Texto de lectura:
╔══
Este problema – la dispersión, la pérdida de identidad de los católicos –  es lo que está a la base del problema, según la Glendon; a la base de las dificultades con que se enfrenta la Iglesia que podría ser llamada, entonces, «gente-llamada-a estar unida».  “Los católicos se constituyen como personas en virtud de la historia de la salvación del mundo, y parte de esta historia requiere que sean activos en el mundo, diseminando la Buena Nueva allá donde estén.  La «gente-llamada-a estar unida» está llamada a dar testimonio, y a seguir dando testimonio pase lo que pase, a tiempo y destiempo, con oportunidad o sin ella. ¿Cómo han cumplido los católicos esa historia viva a través de las crisis, los cambios, las tentaciones y las oportunidades con las que se han encontrado en el territorio de misión que es Estados Unidos?” Obviamente la pregunta nos la hacemos nosotros aquí, en nuestra ciudad en donde sicarios y narcotraficantes, violadores y asesinos, lo mismo que ilustres hombres y mujeres de nuestra comunidad, políticos, empresarios, lo mismo que obreros e indígenas, se confiesan católicos. La única pregunta es saber dónde están, si en el 90% que nunca o muy esporádicamente “oye” al «hablador», o si en un 10% que cada domingo “oye” algo, o en un 2% que quiere crecer como cristiano y convertirse, a su vez, en «Machiguengas». ¿O, en el cristianismo también se habrán extinguido los Machiguengas?

 Diez años después. A lo largo de diez años, en este espacio, ha quedado registrado desde una óptica particular los acontecimientos que han marcado nuestro tiempo. Aquí encontramos lo relativo a la preparación e invasión de Irak, la oposición férrea de JP. II. Registramos el pontificado de BXVI y el significado de su renuncia; escribimos sobre los vaivenes de México y sus peripecias. ¿Qué ha cambiado, realmente, en este tiempo? Los cristianos, ¿han hecho sentir su presencia?

Diez años después, el mundo está más amenazado todavía. Los yihadistas, como seres mutantes, han hecho temblar el mundo occidental. Bastan las palabras del vicepresidente de EE.UU. para definir la situación: “Perseguiremos a los yihadistas hasta las puertas del infierno”. Eso es la consecuencia final de toda guerra. La guerra no soluciona nada, advirtió JPII en su momento, solo deja la semilla para futuros conflictos.
╚══
Datos proporcionados:
╔══
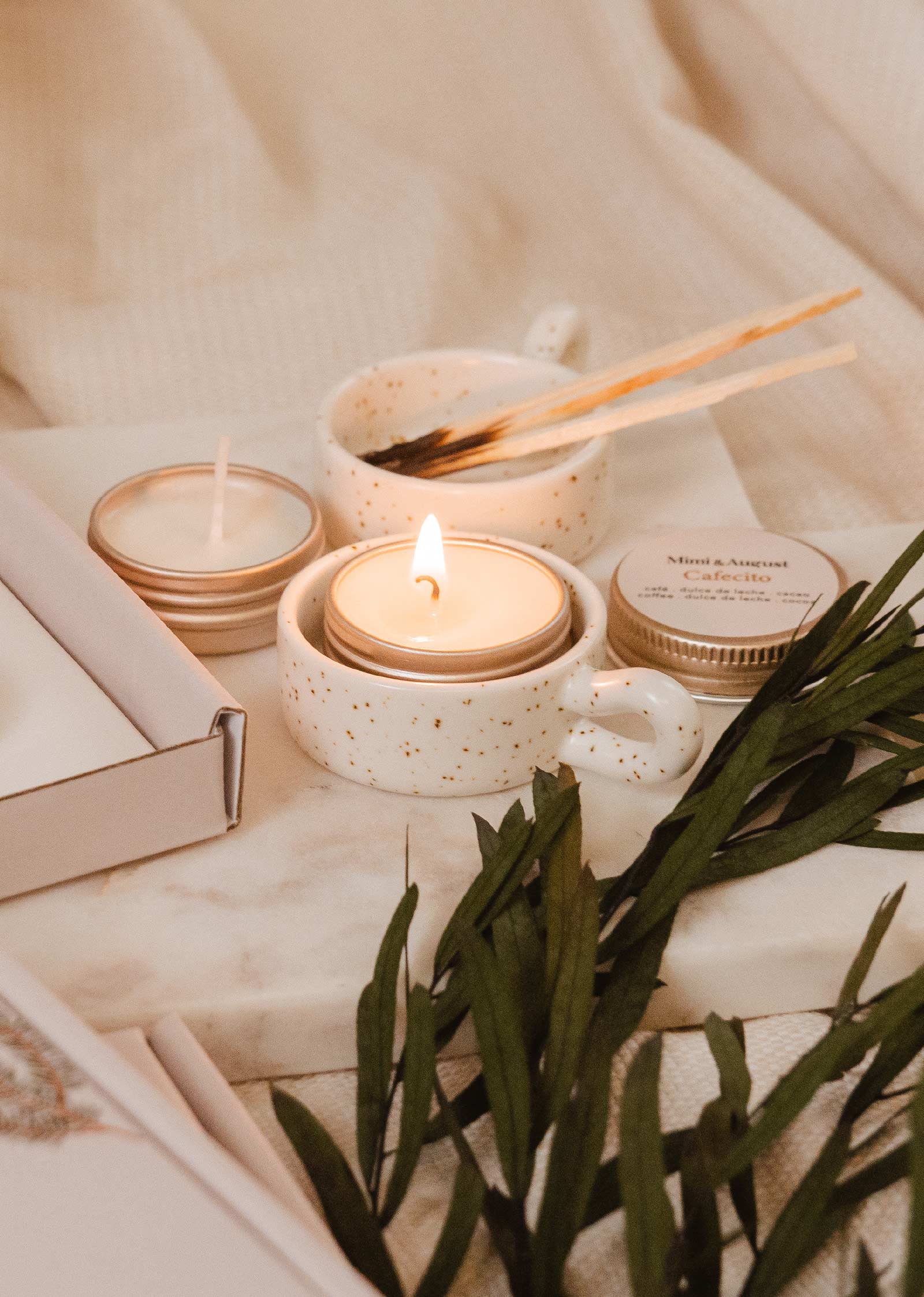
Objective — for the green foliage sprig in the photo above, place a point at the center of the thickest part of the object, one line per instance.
(557, 969)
╚══
Consigna:
¿Concuerdan con el texto de lectura las afirmaciones (a), (b) y (c)? Responda sí o no a cada una y cite las palabras del texto que lo deciden.
(a) El vicepresidente de EE.UU. declaró que perseguirían a los yihadistas hasta las puertas del infierno.
(b) Diez años después, el mundo está menos amenazado.
(c) JPII sostuvo que la guerra soluciona los conflictos.
Los datos son material independiente y no guardan relación con el texto de lectura.

Respuesta:
(a) Sí: «Perseguiremos a los yihadistas hasta las puertas del infierno».
(b) No: «Diez años después, el mundo está más amenazado todavía».
(c) No: «La guerra no soluciona nada, advirtió JPII en su momento».